That's too bad, you're missing a fantastically improved operating system, it's Win7 on steroids, all you need to do is spend $5 on Start8 and it's the best of both worlds, I've never looked back and prefer it to my work Win7 laptop.


----------



## stevel (Aug 23, 2000)

I set up my mom with a Win8.1 system and WMC (replacing a Win7/WMC system from 2009). (I also installed Start8 which I adore.) The major pain was that since she had, unintentionally, wiped her old system, I had to reconstruct a lot of her programs. (Luckily all her personal files were backed up with Carbonite. The new system (an Intel NUC) has a second disk doing a full system backup weekly plus Carbonite.)

Win10 I really like - I have it running on my own NUC. WMC is pretty good, though I admit I don't have a lot of experience with it or other similar HTPC software. My mom likes it (she uses it with a HDHomerun Prime)


----------



## lessd (Jan 23, 2005)

dianebrat said:


> That's too bad, you're missing a fantastically improved operating system, it's Win7 on steroids, all you need to do is spend $5 on Start8 and it's the best of both worlds, I've never looked back and prefer it to my work Win7 laptop.


I have used that for my wife and other friends Windows 8 computers, *Start8 *works great for $5 and you can (if you want) keep people like my wife from getting into the right hand Win 8 menu system.


----------



## Mikeguy (Jul 28, 2005)

And if you want to save the $5, freeware Classic Start Menu is well-behaved, flexible and works very well.


----------



## dianebrat (Jul 6, 2002)

Mikeguy said:


> And if you want to save the $5, freeware Classic Start Menu is well-behaved, flexible and works very well.


*shrug* for a heavy use system I far prefer Start8 to any of the alternatives, Classic Shell is fine for an occasional use but if you're trying to sway a Win7 diehard I wouldn't recommend a mediocre replacement, I'd recommend the best option.


----------



## mr.unnatural (Feb 2, 2006)

dianebrat said:


> That's too bad, you're missing a fantastically improved operating system, it's Win7 on steroids, all you need to do is spend $5 on Start8 and it's the best of both worlds, I've never looked back and prefer it to my work Win7 laptop.


With respect to using WMC, Windows 8 actually broke a few features, like incompatibility with existing media extenders.. As for desktop use, it is completely unintuitive for long time Windows users. A new Windows OS shouldn't require this much of a learning curve before you feel comfortable using it. Whatever improvements Microsoft may have made are irrelevant if you can't figure out how to find or use them. The Windows 8 UI is completely alien to me.

> Information supplied:
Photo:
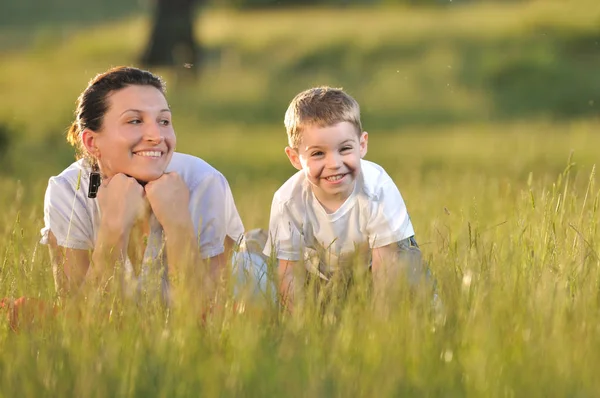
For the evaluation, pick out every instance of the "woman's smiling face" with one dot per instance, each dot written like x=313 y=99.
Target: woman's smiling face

> Written exercise: Rewrite the forum thread starting at "Win10 I really" and ending at "a HDHomerun Prime)", with "HTPC software" changed to "home theater PC software". The listing is material separate from the forum thread.

> Final result:
Win10 I really like - I have it running on my own NUC. WMC is pretty good, though I admit I don't have a lot of experience with it or other similar home theater PC software. My mom likes it (she uses it with a HDHomerun Prime)